▸ Problem description
Please gather every line of the rows below that contains the string "shorts" and copy each one. Matching is case-sensitive.

## begin

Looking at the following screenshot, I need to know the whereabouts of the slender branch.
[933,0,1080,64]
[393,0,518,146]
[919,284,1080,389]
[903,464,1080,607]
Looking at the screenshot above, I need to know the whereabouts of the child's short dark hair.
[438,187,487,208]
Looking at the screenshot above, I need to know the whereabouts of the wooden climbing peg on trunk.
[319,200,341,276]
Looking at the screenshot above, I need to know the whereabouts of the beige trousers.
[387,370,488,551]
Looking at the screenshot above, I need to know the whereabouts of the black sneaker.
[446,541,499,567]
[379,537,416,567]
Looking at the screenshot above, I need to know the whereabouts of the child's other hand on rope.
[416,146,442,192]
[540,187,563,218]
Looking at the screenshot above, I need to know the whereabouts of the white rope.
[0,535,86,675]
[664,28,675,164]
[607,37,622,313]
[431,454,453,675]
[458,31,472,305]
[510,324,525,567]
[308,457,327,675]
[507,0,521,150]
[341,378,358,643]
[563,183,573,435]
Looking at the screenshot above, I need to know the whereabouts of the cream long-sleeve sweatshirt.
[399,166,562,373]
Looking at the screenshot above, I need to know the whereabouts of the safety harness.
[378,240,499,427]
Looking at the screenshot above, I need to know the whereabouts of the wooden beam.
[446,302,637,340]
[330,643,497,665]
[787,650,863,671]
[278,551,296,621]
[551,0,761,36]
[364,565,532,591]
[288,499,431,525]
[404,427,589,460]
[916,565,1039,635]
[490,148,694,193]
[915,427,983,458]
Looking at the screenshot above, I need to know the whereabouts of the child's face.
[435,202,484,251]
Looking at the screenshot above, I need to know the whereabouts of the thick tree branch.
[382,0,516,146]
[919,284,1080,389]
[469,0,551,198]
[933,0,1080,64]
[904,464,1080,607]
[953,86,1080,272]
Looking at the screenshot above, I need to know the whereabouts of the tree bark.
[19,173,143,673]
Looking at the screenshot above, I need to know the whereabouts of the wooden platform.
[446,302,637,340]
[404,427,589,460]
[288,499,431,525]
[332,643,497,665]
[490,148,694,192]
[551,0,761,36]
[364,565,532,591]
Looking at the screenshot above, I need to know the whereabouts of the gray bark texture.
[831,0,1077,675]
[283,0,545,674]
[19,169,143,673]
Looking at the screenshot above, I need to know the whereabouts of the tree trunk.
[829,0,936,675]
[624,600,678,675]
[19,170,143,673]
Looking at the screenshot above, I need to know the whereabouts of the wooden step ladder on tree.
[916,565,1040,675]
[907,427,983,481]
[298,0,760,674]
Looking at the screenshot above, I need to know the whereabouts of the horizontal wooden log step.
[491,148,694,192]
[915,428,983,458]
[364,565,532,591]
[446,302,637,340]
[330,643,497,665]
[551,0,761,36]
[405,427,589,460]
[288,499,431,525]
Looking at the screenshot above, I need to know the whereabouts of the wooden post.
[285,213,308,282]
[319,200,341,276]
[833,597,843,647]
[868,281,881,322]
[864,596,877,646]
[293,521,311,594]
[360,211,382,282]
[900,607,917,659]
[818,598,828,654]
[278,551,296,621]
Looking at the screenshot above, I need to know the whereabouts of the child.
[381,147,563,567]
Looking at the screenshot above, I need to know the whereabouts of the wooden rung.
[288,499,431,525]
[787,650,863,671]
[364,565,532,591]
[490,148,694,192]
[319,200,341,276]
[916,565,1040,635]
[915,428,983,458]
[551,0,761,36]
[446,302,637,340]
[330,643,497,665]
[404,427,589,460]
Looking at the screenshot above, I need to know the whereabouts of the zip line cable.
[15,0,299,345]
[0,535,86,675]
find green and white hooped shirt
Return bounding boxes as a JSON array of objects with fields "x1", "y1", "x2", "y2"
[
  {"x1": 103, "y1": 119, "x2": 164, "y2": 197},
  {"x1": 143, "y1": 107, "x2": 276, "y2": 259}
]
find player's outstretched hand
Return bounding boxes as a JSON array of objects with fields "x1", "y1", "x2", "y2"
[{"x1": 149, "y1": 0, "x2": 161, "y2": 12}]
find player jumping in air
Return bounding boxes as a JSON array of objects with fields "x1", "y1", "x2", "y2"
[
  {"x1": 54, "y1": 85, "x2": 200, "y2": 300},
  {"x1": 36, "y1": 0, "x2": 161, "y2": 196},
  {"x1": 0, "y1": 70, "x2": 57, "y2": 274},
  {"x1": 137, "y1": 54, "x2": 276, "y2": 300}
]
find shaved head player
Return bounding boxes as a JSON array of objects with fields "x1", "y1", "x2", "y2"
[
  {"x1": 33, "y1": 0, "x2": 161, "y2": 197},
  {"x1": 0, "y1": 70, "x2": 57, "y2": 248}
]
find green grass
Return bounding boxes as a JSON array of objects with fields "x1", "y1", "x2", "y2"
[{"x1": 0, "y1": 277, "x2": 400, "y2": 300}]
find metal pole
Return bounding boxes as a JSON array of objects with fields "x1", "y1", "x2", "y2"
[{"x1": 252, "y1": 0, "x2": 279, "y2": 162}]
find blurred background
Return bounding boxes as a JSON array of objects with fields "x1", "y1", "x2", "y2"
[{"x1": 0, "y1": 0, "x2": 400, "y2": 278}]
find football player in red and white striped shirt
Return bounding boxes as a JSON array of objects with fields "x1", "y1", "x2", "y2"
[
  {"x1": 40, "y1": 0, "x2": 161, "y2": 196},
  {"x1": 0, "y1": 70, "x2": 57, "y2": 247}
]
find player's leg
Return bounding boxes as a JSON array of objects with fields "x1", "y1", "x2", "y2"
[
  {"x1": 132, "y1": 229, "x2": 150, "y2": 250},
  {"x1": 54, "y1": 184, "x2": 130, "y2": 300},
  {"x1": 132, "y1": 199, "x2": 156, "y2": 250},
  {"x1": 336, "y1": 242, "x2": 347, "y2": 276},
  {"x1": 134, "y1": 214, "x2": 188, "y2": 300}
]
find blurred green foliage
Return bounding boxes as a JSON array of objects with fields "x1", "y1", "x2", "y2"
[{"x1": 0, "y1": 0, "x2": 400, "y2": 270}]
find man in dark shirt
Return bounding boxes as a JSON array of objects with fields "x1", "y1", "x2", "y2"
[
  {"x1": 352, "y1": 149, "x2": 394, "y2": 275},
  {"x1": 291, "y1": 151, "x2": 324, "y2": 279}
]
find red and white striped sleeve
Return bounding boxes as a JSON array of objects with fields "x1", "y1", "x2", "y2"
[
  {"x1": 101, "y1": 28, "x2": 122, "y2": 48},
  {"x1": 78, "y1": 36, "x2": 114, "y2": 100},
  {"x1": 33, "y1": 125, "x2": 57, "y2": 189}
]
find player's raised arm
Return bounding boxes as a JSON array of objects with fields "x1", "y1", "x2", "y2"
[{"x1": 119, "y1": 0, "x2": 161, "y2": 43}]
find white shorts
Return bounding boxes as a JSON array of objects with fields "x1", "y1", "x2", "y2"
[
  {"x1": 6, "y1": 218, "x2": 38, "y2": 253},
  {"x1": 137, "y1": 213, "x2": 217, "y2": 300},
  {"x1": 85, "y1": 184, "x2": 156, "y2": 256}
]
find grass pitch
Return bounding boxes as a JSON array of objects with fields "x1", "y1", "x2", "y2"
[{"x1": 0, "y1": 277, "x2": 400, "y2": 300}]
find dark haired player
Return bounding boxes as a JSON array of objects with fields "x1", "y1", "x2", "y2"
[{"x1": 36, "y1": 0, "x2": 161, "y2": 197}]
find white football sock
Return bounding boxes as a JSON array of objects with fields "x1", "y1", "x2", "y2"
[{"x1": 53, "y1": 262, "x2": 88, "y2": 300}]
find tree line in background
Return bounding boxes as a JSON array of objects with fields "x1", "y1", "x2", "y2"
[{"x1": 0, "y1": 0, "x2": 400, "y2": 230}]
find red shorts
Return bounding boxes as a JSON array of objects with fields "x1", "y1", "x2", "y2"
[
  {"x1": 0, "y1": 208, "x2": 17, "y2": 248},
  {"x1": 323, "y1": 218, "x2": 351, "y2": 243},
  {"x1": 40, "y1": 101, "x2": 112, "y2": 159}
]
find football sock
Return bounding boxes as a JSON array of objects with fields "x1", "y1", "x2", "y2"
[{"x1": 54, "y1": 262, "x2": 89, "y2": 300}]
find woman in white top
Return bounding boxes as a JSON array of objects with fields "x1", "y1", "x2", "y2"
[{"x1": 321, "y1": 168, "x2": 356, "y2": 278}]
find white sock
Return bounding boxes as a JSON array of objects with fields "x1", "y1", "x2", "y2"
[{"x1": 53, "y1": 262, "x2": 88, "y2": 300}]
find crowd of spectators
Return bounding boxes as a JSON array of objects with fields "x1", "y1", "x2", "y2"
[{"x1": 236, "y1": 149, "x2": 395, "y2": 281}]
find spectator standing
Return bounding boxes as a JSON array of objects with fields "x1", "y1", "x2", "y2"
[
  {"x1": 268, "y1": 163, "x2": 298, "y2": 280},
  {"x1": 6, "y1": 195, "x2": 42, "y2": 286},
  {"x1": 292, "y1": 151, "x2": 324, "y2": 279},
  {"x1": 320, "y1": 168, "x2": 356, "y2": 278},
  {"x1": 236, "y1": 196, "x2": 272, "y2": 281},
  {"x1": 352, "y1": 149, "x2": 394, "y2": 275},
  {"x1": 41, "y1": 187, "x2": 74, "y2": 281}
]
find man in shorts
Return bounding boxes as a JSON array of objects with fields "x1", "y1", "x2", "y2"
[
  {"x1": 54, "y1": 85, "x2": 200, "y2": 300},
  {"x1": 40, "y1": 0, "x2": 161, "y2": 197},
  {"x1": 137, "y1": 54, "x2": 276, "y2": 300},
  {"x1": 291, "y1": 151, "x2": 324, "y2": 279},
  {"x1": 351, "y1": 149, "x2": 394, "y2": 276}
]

## end

▸ Exercise output
find white shorts
find red shorts
find man in shorts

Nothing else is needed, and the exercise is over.